### Detection annotation records
───
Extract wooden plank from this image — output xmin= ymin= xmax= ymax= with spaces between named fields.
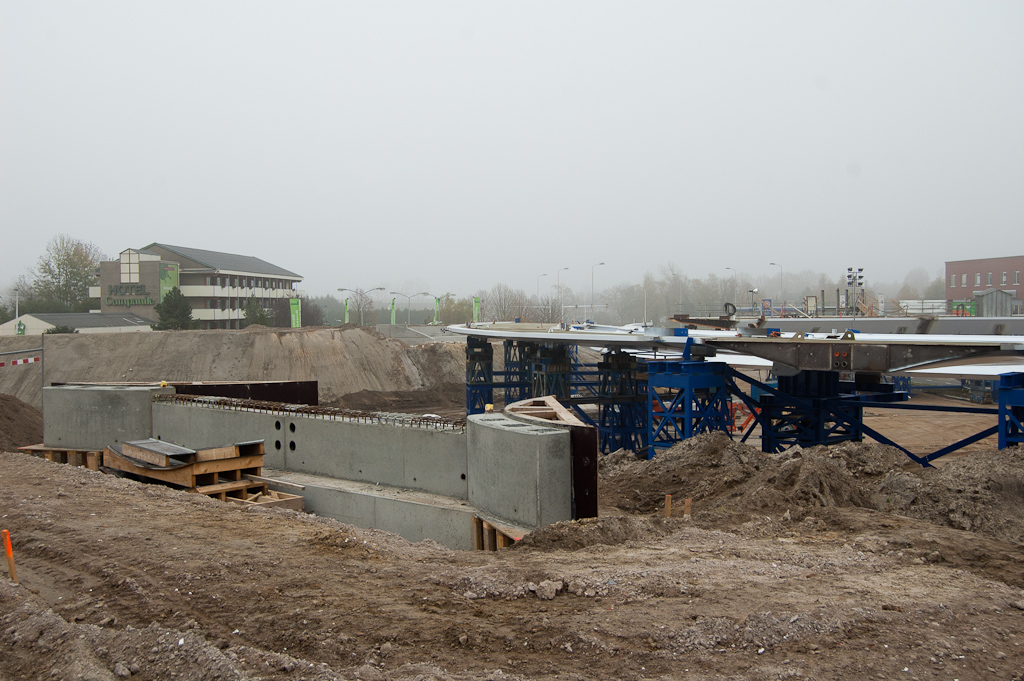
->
xmin=473 ymin=515 xmax=483 ymax=551
xmin=191 ymin=454 xmax=263 ymax=475
xmin=188 ymin=480 xmax=266 ymax=495
xmin=242 ymin=473 xmax=306 ymax=490
xmin=103 ymin=448 xmax=196 ymax=487
xmin=121 ymin=437 xmax=196 ymax=468
xmin=196 ymin=444 xmax=239 ymax=461
xmin=227 ymin=490 xmax=306 ymax=511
───
Reproduce the lines above word for word, omitting the pictures from your answer.

Extract wooden plank from this image — output xmin= ymin= xmax= ymax= with spaces between named fields.
->
xmin=473 ymin=515 xmax=483 ymax=551
xmin=191 ymin=454 xmax=263 ymax=475
xmin=188 ymin=480 xmax=266 ymax=495
xmin=242 ymin=473 xmax=306 ymax=490
xmin=103 ymin=448 xmax=196 ymax=487
xmin=121 ymin=437 xmax=196 ymax=468
xmin=196 ymin=444 xmax=239 ymax=461
xmin=227 ymin=490 xmax=306 ymax=511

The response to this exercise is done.